- WORK INSTRUCTIONS:
(1) In the interview with the paraprofessional from a children's psychiatric unit, why does the classroom curriculum follow DOE standards? Answer in one to three sentences.
(2) Continue the interview with the paraprofessional from a children's psychiatric unit, starting after its final sentence.

- TEXT PROVIDED:
What I do

What I do: Tomasina Pena, paraprofessional, children's psychiatric unit

Tomasina Pena, District 75 paraprofessional.Cara Metz

District 75 paraprofessional Peña has worked in hospital classrooms for nine years and currently works at Kings County Hospital Center in Brooklyn.

Tell us about your students.

I work with 4th- to 6th-graders in the psychiatric department, assisting the teacher to get them to focus on their work. Some of them already have a diagnosis. Others just have severe behavioral problems. Some are on medication.

What are some of those diagnoses?

ADD with hyperactivity. Schizophrenia. Mood disorder, bipolar disorder, depression disorder, impulse-control disorder.

How do they come to be in your hospital classroom?

Sometimes they have a crisis in school, fighting with other students, spitting on the teacher. Sometimes they come from home rather than from a school classroom. There are many cases of sexual abuse.

What do you generally do when the children first arrive?

You have to help them transition to being here in a hospital setting. If they’ll be going to a foster family or a group home after the hospital, then you have to help them transition to the idea, tell them that everything is going to turn out for the best.

What is the goal?

To send them back to their regular school, sometimes in weeks, sometimes longer, with insightful knowledge and with individual gain, with progress. 

What’s your role in that?

Each child has their own therapist and social worker, and most are given an individual behavior plan that we follow. We work with a Positive Behavior Intervention and Support system, giving kids points for good behavior. Every Friday we have an assembly and celebrate their behavior with certificates and prizes; we have gold, silver and bronze levels. So I am involved with that as well as helping the teacher with the curriculum, which follows DOE standards. That way, when kids go back to school, they’re not behind.

What’s the hardest part of this work for you?

In the beginning I was heartbroken all the time until I learned I had to separate my personal feelings from my work.

- DATA SEGMENT:
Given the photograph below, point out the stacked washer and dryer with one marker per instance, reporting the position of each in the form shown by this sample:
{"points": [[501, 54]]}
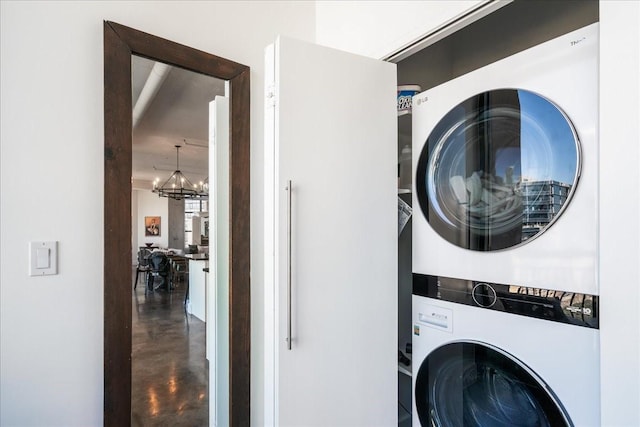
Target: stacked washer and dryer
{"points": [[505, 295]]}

- EXERCISE RESPONSES:
(1) The curriculum follows DOE standards so that the children are not behind when they go back to school.

(2)
Are there safety precautions for the children and the staff?

Oh yes. Everything is restricted, such as pencils and rulers; we count everything so the children can’t take anything out of the room they may use to hurt themselves. Also, there is staff outside the classroom to help with behavioral issues, especially in times of crisis. We have a button we press, with a color code. For example, orange serves as a warning when we can sense something is about to happen. Red is extreme, when a student doesn’t want to follow directions and starts acting out. The psychiatrist will come in at that point and the student may have to be restrained. In the highest crisis, when a child is getting out of control, we have security personnel around us and have a direct line to 911, but we’ve never had to use it.

This is difficult work. What enables you to do it?

The students are my priority. I  work for them, help them, I’m here for them no matter what. Working with special kids in need is my passion.

How do you work with children in addition to schoolwork and the behavioral plan?

Sometimes they just want a hug. You hold them and say they are very important, that you care for them, that we can work together for a bright future. You tell them that they can be somebody someday.

What is progress?

Some children come back here three times. Progress is when they never come back.